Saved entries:
★ ★ ★
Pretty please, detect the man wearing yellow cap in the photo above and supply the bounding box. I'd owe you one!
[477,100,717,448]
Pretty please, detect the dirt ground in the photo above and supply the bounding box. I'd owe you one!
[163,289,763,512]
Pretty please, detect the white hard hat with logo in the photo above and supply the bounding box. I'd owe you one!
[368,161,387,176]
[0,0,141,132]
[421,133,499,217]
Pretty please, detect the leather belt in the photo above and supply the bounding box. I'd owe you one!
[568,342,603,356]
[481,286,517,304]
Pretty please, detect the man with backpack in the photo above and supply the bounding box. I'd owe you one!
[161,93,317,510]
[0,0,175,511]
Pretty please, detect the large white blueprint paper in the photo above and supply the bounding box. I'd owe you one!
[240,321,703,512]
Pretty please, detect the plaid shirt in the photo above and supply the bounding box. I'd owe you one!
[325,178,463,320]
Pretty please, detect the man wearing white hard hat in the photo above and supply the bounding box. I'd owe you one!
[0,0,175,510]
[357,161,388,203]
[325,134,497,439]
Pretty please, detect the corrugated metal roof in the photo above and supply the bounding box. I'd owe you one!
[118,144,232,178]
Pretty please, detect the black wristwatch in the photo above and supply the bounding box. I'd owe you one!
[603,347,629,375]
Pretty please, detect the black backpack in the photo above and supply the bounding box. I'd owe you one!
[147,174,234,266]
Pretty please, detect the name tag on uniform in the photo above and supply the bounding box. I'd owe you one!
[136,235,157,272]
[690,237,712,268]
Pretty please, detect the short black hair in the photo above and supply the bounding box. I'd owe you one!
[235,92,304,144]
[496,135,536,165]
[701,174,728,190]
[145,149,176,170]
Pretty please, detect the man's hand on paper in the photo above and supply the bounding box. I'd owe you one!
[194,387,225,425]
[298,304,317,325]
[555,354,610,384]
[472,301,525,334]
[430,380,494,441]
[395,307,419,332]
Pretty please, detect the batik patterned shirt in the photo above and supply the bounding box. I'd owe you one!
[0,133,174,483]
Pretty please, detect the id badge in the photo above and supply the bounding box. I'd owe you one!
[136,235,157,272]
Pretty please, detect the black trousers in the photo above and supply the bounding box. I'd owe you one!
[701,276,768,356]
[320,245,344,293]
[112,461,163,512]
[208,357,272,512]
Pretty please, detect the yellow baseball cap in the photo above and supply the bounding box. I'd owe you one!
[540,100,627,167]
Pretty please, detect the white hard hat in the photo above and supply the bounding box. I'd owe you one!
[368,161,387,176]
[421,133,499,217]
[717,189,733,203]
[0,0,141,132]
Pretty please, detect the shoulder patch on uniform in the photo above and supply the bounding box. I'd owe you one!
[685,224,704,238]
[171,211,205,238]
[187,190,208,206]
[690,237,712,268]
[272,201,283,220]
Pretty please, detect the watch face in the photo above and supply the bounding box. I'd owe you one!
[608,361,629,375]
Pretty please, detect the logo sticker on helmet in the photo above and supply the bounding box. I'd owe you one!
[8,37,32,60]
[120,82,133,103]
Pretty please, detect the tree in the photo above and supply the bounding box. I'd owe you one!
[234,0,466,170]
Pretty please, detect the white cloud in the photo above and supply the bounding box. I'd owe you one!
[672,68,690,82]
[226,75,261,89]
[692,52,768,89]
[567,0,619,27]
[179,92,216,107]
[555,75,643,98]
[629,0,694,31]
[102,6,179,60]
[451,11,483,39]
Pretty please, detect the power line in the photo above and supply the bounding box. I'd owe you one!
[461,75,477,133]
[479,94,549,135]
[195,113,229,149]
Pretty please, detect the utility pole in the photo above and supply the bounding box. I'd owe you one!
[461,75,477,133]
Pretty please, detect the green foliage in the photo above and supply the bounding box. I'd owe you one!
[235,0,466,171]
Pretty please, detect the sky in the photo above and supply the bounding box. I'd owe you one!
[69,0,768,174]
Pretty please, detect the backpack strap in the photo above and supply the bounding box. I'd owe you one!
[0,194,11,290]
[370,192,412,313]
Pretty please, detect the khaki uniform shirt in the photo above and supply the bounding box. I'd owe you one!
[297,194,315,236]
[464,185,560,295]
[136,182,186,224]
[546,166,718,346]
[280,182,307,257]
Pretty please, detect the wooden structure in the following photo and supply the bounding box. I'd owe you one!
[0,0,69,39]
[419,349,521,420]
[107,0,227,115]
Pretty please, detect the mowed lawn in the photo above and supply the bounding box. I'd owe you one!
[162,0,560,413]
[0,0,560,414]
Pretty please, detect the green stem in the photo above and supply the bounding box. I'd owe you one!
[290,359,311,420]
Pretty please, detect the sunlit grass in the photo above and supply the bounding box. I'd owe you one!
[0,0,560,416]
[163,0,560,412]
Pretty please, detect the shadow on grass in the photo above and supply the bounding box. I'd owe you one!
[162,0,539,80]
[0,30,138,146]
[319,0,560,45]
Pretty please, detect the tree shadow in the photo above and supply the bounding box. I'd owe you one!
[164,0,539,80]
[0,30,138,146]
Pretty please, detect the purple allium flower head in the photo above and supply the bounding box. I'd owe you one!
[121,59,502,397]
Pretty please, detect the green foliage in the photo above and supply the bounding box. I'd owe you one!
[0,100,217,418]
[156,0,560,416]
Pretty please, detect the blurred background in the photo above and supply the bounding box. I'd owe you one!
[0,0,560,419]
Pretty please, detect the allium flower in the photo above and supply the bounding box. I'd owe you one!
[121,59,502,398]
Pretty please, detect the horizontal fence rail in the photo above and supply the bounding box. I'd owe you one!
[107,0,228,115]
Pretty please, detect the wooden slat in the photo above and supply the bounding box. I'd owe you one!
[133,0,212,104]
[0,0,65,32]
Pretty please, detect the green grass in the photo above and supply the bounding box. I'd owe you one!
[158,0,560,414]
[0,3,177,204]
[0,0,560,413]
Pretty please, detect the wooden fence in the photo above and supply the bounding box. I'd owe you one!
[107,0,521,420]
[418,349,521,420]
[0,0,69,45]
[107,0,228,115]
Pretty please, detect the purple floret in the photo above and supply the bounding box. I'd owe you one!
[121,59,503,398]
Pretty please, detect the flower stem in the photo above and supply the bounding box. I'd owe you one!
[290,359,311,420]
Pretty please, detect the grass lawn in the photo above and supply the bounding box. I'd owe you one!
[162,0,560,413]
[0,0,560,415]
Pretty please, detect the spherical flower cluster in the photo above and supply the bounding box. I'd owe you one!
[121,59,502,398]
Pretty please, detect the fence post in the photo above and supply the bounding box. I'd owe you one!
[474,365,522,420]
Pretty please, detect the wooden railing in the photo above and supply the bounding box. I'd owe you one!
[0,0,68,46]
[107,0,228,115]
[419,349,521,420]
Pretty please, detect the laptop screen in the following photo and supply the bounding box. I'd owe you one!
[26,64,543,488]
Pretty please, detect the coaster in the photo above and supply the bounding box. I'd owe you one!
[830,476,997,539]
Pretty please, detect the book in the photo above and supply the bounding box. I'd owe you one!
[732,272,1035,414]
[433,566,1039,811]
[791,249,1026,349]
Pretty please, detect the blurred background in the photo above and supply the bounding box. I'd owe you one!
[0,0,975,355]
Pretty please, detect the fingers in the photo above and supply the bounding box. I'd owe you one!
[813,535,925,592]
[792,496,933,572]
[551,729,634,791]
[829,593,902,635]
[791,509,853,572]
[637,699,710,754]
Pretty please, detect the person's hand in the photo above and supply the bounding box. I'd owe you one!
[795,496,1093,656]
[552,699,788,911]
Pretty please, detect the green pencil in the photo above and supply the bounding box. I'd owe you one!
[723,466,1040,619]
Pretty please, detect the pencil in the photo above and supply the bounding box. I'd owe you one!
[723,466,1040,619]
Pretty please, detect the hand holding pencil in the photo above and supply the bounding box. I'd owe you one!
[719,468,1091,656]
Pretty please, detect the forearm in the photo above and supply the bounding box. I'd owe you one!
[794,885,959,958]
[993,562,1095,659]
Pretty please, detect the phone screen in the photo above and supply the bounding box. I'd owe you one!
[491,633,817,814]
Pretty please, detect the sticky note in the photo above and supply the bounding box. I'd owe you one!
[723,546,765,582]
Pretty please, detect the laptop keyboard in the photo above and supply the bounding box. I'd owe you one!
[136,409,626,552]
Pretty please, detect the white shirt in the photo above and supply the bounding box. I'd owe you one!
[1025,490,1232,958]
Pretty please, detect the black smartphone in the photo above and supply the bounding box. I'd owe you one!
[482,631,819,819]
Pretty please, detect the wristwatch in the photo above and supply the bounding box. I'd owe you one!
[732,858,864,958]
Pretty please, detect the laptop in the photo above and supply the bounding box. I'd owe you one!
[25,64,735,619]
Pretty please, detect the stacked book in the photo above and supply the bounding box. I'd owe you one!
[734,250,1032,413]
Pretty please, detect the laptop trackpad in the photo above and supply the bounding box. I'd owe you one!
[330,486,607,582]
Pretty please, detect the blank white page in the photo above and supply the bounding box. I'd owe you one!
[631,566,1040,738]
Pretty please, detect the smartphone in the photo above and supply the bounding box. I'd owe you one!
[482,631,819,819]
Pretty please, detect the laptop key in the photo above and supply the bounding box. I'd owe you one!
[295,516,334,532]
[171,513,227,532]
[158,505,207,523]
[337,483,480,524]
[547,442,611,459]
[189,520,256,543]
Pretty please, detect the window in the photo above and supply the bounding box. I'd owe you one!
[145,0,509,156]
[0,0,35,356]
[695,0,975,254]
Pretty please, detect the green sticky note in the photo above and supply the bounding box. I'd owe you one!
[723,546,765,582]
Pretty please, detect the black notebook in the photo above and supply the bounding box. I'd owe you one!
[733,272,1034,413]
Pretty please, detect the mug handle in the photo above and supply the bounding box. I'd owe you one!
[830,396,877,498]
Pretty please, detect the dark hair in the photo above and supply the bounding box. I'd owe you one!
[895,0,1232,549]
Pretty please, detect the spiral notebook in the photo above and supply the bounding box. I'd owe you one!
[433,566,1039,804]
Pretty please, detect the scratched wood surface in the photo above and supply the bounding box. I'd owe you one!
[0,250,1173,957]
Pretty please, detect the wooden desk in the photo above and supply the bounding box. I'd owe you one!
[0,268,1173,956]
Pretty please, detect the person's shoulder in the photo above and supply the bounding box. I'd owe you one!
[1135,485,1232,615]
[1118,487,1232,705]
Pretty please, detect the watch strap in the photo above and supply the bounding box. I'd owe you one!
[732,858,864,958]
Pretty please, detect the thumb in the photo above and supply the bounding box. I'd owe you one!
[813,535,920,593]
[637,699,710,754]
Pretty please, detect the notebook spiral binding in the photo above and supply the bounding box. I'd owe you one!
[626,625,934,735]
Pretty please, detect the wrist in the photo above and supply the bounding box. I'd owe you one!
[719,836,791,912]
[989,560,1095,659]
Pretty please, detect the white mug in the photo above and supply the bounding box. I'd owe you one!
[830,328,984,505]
★ ★ ★
EXERCISE GOAL: Please copy the listing above, from its first line through the line containing "[477,100,717,448]", both included, reproducing those lines unchanged and nothing else.

ANSWER TO THE EXERCISE:
Pretty please, detect the man wearing yellow cap in the photo above and supply the bounding box. I'd owe you one!
[477,100,717,448]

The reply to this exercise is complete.